Collected data entries:

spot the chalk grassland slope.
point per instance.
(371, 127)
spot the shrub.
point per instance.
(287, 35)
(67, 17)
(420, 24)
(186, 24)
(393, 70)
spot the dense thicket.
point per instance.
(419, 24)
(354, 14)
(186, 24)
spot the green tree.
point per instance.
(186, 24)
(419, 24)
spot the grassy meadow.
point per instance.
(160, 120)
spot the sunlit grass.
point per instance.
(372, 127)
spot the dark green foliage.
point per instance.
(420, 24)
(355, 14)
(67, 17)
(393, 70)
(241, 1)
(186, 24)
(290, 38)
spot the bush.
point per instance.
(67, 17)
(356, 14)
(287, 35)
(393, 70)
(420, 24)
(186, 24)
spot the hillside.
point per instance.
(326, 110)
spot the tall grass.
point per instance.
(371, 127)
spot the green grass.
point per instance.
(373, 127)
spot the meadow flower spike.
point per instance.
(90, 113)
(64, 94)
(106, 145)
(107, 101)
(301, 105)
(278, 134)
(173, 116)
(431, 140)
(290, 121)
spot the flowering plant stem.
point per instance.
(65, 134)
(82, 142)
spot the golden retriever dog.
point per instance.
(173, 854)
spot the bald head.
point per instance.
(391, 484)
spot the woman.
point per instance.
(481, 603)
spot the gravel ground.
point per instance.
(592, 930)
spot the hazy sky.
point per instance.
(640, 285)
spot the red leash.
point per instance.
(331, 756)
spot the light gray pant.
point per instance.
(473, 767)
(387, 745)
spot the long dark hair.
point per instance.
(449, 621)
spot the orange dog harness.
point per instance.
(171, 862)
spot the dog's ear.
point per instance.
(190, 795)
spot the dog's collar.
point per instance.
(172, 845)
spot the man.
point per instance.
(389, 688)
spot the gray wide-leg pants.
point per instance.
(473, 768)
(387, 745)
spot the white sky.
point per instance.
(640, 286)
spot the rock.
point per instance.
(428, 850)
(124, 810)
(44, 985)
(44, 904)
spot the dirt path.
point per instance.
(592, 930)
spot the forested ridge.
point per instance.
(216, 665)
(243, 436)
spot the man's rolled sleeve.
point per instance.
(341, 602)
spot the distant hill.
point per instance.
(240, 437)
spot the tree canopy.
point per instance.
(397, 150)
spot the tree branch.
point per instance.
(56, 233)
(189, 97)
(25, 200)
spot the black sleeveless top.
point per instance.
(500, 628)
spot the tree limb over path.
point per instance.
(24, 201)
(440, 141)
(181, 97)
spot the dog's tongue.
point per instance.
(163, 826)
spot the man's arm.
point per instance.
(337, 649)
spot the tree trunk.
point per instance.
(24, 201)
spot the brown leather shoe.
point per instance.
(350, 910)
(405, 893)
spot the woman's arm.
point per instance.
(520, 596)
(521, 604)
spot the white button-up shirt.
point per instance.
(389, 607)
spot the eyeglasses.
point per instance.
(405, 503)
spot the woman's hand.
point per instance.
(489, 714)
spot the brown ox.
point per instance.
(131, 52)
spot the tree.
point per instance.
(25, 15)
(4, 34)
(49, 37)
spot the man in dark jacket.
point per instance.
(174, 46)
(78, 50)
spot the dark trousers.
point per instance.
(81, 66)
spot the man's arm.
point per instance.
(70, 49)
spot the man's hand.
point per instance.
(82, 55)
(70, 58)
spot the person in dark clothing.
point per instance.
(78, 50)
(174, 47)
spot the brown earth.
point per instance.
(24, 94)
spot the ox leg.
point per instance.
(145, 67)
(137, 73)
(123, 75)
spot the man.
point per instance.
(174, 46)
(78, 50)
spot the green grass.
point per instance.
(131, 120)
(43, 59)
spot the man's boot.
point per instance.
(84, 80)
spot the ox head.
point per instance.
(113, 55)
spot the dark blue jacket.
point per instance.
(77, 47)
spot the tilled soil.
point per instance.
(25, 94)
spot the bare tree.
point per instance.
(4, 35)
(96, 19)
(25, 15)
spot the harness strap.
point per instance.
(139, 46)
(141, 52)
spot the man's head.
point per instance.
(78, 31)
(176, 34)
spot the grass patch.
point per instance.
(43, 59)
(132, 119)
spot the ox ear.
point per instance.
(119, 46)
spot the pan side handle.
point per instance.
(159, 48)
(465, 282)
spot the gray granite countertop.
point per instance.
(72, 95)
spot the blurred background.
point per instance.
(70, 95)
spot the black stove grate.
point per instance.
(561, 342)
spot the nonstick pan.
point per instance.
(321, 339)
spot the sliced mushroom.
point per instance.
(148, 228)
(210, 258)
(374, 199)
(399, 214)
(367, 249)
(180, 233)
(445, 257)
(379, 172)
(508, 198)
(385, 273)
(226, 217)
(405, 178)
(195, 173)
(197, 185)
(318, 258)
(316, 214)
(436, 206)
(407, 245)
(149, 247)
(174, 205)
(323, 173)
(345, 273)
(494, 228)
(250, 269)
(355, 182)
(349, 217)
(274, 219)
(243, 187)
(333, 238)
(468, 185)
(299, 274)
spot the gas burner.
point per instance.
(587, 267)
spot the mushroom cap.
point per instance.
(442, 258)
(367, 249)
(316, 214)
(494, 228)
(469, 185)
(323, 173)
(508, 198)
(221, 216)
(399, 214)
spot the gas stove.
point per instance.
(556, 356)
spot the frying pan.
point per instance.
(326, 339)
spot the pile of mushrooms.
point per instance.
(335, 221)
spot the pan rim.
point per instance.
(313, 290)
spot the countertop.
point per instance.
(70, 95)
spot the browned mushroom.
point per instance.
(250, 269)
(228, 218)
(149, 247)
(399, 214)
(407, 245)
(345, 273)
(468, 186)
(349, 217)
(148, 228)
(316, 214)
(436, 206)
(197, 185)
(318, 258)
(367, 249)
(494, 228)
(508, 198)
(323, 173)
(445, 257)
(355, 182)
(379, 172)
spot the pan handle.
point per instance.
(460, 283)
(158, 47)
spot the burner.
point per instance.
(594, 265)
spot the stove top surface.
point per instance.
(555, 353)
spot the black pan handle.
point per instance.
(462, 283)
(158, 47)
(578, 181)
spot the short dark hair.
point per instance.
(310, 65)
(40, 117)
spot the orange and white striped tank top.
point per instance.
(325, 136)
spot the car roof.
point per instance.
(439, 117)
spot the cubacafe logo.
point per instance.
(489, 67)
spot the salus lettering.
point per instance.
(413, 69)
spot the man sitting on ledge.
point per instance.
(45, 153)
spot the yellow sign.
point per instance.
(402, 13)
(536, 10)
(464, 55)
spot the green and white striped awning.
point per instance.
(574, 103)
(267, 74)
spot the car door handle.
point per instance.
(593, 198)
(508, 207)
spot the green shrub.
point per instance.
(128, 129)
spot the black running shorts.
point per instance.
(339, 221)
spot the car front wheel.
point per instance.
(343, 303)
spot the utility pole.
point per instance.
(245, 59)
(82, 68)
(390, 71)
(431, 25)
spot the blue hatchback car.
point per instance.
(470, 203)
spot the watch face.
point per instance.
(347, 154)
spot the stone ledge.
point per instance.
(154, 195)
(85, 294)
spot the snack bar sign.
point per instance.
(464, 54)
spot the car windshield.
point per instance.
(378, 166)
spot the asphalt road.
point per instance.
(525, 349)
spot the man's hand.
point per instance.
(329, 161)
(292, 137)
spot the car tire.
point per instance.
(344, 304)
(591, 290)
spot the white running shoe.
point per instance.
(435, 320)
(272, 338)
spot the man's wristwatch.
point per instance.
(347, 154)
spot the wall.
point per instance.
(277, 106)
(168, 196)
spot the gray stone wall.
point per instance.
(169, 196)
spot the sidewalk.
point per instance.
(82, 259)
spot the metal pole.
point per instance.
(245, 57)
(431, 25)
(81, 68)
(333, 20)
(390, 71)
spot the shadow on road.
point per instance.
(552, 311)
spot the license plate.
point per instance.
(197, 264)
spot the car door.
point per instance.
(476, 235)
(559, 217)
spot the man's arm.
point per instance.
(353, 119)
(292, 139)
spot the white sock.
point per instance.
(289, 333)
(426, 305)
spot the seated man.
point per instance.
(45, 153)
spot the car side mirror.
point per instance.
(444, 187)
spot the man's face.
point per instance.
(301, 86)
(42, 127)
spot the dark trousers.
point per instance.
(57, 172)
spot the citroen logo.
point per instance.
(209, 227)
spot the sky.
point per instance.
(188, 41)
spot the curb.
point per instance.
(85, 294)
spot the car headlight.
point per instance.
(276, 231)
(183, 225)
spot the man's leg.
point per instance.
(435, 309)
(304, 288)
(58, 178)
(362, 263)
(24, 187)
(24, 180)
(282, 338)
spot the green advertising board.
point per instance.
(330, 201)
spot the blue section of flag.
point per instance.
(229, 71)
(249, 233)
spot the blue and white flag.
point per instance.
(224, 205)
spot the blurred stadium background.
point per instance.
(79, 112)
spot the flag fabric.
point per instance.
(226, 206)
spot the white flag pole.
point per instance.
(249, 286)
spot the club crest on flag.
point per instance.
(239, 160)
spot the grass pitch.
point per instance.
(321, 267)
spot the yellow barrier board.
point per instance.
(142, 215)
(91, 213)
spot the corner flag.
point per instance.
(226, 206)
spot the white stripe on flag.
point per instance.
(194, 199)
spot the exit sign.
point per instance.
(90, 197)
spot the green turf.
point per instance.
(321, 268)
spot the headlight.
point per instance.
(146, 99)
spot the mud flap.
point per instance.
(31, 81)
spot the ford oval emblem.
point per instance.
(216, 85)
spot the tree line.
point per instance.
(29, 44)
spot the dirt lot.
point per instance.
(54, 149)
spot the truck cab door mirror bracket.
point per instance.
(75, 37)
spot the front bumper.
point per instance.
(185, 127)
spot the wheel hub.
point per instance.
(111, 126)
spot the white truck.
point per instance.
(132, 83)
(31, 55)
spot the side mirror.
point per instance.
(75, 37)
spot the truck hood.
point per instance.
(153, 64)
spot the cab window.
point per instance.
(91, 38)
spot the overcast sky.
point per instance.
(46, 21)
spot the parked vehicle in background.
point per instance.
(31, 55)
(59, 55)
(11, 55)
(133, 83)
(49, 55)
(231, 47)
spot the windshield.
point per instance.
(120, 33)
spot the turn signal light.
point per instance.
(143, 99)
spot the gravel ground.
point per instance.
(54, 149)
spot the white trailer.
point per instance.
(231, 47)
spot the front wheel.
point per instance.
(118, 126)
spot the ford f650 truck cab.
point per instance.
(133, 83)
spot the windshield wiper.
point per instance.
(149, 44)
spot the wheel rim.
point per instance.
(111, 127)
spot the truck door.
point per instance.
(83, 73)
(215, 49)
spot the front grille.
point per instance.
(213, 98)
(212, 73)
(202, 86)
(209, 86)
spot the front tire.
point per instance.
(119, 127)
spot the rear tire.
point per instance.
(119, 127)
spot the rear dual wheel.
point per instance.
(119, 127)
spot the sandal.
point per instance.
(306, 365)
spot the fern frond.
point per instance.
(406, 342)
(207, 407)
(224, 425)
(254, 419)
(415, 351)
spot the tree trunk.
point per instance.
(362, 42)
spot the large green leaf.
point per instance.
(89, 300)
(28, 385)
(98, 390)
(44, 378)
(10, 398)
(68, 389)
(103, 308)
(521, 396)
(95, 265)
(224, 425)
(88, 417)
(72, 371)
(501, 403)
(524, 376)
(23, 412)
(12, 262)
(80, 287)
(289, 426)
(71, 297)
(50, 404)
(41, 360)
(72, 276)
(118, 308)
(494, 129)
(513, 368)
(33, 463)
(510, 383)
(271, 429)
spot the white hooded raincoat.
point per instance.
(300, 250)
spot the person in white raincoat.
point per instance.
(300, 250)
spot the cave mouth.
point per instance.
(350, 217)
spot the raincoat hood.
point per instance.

* [WHAT THIS TASK INVOLVES]: Can you quote exactly the lines from the one containing "spot the parked vehicle in background." through the last line of the records above, and nothing else?

* [SOLUTION]:
spot the parked vehicle in background.
point per instance.
(31, 55)
(59, 55)
(11, 55)
(133, 83)
(49, 55)
(231, 47)
spot the windshield.
point per instance.
(120, 33)
spot the turn signal light.
point per instance.
(143, 99)
spot the gravel ground.
point per instance.
(54, 149)
spot the white trailer.
point per instance.
(231, 47)
spot the front wheel.
point per instance.
(118, 126)
spot the ford f650 truck cab.
point per instance.
(133, 83)
spot the windshield wiper.
point per instance.
(149, 44)
spot the wheel rim.
point per instance.
(111, 127)
spot the truck door.
point per instance.
(83, 73)
(215, 49)
spot the front grille.
point per instance.
(213, 98)
(212, 73)
(202, 86)
(209, 86)
spot the front tire.
point per instance.
(119, 127)
spot the rear tire.
point per instance.
(119, 127)
spot the rear dual wheel.
point per instance.
(119, 127)
spot the sandal.
point per instance.
(306, 365)
spot the fern frond.
point per instance.
(406, 342)
(207, 407)
(224, 425)
(254, 419)
(415, 351)
spot the tree trunk.
point per instance.
(362, 42)
spot the large green leaf.
point per instance.
(89, 300)
(28, 385)
(98, 390)
(44, 378)
(10, 398)
(68, 389)
(103, 308)
(521, 396)
(95, 265)
(224, 425)
(88, 417)
(72, 371)
(501, 403)
(524, 376)
(23, 412)
(12, 262)
(80, 287)
(289, 426)
(71, 297)
(50, 404)
(41, 360)
(72, 276)
(118, 308)
(494, 129)
(513, 368)
(33, 463)
(510, 383)
(271, 429)
spot the white hooded raincoat.
point per instance.
(300, 250)
spot the person in white raincoat.
point per instance.
(300, 250)
spot the cave mouth.
point per instance.
(350, 217)
spot the raincoat hood.
point per instance.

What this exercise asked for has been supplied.